start
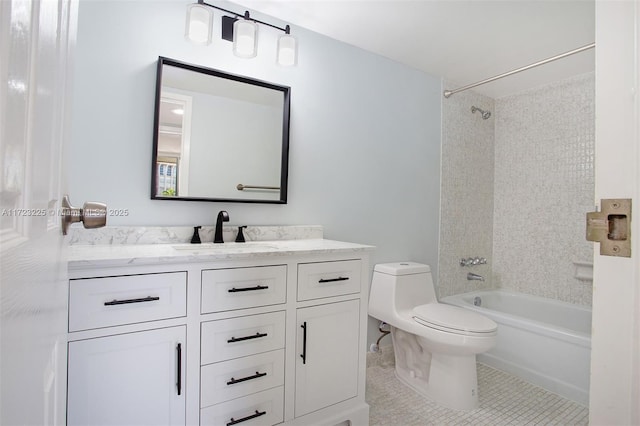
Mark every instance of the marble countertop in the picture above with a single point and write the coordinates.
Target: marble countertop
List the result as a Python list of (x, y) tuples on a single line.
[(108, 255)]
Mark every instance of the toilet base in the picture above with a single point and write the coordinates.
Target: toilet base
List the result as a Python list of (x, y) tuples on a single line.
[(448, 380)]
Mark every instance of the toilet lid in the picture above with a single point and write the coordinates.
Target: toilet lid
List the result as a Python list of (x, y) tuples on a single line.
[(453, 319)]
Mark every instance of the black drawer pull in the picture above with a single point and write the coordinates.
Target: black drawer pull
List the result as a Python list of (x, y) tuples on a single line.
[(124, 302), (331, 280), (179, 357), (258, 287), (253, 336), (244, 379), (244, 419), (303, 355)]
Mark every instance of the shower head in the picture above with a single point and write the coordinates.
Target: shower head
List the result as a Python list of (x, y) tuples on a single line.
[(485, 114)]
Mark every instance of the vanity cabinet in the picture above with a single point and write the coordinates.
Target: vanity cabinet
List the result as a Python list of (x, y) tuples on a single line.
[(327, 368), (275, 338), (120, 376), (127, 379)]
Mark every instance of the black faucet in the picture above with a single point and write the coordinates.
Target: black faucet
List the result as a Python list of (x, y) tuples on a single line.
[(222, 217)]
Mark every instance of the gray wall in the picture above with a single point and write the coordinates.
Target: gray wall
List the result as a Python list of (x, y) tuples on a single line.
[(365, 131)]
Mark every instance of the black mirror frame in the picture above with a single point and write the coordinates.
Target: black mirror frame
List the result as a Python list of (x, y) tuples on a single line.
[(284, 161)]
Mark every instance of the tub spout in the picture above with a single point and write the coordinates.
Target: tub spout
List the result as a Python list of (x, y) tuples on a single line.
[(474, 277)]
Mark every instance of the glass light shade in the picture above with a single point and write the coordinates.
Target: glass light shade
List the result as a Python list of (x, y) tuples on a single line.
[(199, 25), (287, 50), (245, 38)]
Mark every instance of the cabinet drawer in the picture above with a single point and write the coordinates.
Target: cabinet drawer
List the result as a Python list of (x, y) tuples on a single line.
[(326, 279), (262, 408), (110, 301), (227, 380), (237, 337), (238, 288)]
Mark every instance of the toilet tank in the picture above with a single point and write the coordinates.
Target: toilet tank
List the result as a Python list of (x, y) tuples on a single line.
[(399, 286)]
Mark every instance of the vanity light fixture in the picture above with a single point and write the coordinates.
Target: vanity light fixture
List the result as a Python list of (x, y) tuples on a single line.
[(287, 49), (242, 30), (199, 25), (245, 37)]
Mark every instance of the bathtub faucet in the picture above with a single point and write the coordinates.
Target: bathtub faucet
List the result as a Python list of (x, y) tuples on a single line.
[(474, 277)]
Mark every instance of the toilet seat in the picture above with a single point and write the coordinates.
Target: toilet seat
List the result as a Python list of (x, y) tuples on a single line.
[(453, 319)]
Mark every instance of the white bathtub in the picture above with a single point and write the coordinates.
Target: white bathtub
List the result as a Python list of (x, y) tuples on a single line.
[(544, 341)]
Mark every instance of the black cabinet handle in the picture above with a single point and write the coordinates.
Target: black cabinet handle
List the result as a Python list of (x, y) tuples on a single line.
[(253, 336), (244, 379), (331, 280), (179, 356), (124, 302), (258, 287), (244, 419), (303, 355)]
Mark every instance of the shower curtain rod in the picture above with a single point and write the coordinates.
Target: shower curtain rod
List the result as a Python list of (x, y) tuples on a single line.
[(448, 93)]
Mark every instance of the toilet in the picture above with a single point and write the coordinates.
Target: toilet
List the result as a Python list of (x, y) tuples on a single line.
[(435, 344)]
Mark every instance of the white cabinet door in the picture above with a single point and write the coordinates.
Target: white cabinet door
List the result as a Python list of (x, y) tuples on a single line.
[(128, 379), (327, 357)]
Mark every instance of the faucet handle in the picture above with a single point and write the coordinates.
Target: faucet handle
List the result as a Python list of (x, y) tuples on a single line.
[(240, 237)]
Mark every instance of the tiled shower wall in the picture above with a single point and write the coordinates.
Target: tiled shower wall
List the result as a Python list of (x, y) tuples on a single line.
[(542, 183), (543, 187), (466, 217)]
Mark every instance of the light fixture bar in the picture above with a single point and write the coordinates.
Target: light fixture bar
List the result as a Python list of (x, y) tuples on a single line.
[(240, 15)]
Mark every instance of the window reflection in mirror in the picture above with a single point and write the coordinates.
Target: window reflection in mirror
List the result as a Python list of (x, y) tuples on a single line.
end
start
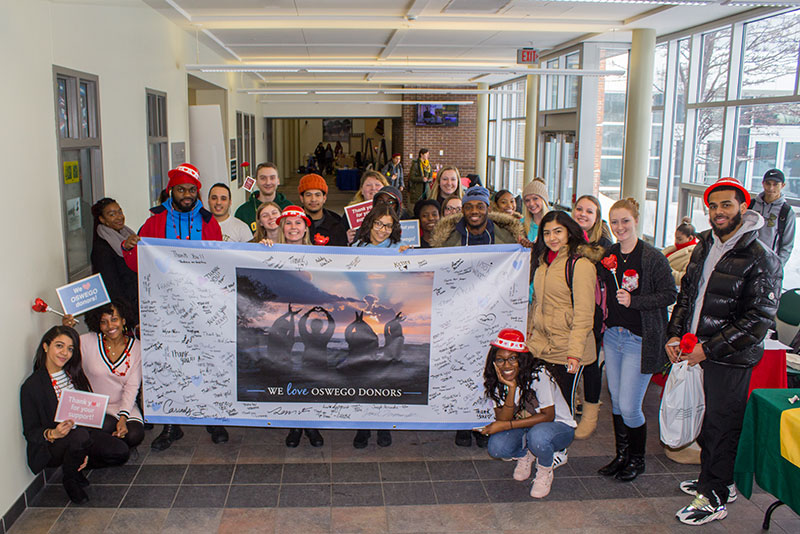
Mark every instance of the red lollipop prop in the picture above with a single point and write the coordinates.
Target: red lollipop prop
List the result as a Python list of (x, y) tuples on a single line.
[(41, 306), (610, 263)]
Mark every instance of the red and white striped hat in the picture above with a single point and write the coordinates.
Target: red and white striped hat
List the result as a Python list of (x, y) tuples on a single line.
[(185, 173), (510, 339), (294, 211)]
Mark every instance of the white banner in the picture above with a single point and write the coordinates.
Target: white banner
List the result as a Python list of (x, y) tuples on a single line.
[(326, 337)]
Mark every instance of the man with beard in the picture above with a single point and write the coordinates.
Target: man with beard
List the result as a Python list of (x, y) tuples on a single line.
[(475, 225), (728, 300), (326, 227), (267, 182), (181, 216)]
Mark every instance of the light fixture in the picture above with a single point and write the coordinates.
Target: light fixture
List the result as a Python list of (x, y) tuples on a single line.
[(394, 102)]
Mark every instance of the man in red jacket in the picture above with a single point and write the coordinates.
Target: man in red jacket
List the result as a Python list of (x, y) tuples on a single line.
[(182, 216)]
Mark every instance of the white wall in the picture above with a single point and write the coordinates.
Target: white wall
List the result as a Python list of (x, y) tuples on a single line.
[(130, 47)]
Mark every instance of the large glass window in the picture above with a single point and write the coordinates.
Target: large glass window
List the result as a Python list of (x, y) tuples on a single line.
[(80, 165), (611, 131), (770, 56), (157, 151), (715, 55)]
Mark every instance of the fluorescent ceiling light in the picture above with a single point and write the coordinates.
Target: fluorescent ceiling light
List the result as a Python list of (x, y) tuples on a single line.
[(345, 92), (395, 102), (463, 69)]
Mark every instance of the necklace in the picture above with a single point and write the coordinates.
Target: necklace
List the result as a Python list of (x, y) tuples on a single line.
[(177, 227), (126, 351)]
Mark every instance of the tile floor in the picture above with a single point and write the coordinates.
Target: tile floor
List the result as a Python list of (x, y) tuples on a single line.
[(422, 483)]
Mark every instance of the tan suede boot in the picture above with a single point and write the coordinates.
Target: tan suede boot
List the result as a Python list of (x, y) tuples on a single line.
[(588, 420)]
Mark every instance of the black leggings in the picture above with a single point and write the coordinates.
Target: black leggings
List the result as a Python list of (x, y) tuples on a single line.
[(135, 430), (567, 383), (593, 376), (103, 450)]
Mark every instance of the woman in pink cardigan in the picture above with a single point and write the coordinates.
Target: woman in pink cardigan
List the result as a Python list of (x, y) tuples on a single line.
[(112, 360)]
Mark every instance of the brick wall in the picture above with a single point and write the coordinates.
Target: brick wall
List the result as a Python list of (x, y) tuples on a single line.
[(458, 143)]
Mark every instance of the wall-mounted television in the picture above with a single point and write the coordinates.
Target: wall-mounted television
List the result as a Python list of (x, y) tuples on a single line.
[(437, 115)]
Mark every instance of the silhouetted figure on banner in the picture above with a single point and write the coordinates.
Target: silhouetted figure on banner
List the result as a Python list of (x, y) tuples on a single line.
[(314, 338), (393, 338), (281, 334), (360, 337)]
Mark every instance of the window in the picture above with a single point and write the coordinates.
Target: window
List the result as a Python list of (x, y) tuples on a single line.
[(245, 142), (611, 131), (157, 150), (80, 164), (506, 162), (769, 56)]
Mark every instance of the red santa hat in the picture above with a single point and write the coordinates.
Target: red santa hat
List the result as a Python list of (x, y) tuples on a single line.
end
_Your goal_
Could you write out again every row between the lines holding "Mark every instance of the fluorescent" and "[(458, 143)]", inclusive, with each coordinate in the answers raised by 56? Keep the request lines in the output and leave them unchanged.

_Response to this task_
Mark every instance of the fluorescent ceiling light in the picture above with a single point and write the coordinates.
Target: fluorescent ceiling light
List the result as a Python list of (x, y) tuples on a single line.
[(401, 148), (451, 158), (519, 125)]
Mark every instance of the necklace in the picture above with a single point and write the coordinates.
Target: necklace
List the result as a Python list of (x, y) tuples on a single line.
[(233, 283), (182, 407)]
Mark every instance of the tile floor in the picture above with a single point and write the coordinates.
Target: tile floor
List the result as a Python list of (x, y) tuples on a single line.
[(478, 539)]
Mark every instance of the tan suede boot in the picture above with a single point and write the coordinates.
Target: tan suede boot
List the result as a Python list of (x, y) tuples on a single line.
[(644, 476)]
Mark every instance of the black leggings in the picture above with a single point and write the coordinates.
Target: black leggings
List the result as a Python list of (x, y) tuples on a single line.
[(191, 486), (623, 439), (649, 432), (159, 506)]
Mark every instance of the woman in pink cardigan in the picture above with a single point and write the coordinates.
Target: woman in pink cardigan
List the result as a Python list of (x, y) tuples on a single line.
[(168, 416)]
Mark every instance of the brick wall in the picture above with a single point and write the coordinates.
Target: brick wall
List the result as a Python list of (x, y) tuples on a single line.
[(514, 199)]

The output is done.